Problem to work on: Format these lines as a JSON list of strings, one string per line, skipping blank lines and leaving the pictures out.

[Start of Exercise input]

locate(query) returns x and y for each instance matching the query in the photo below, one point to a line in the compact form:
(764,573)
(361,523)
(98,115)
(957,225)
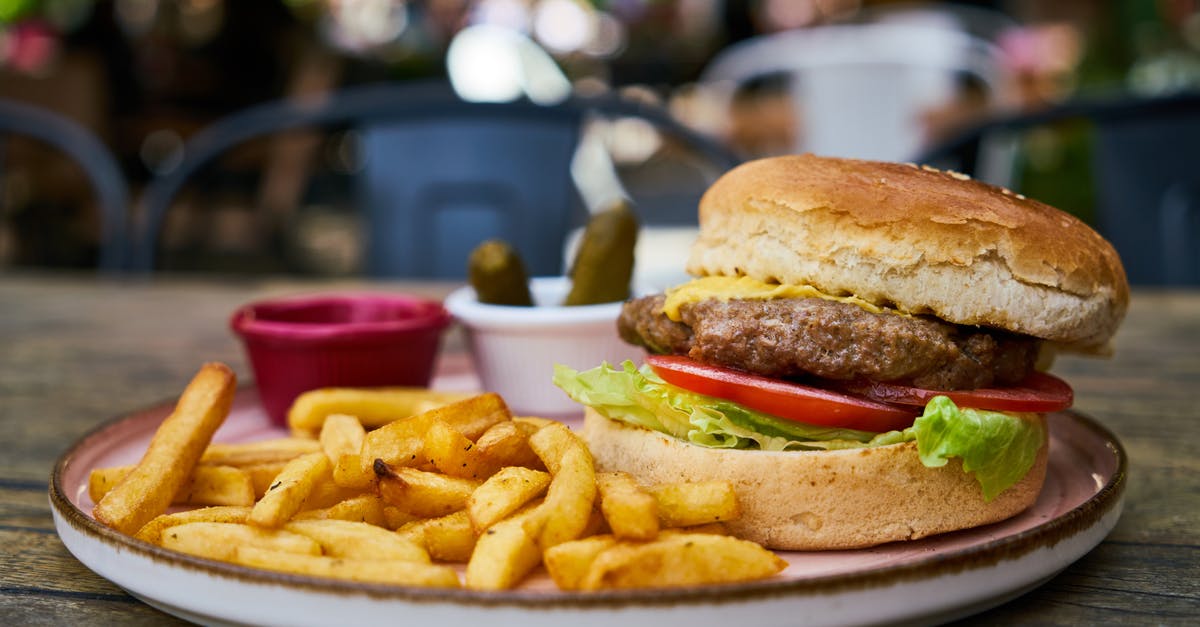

[End of Exercise input]

Result:
[
  "locate(query) returns x and y for each instance matching the query in the photo below, one point to a line in the compact form:",
  "(764,573)",
  "(361,523)",
  "(98,115)",
  "(957,225)"
]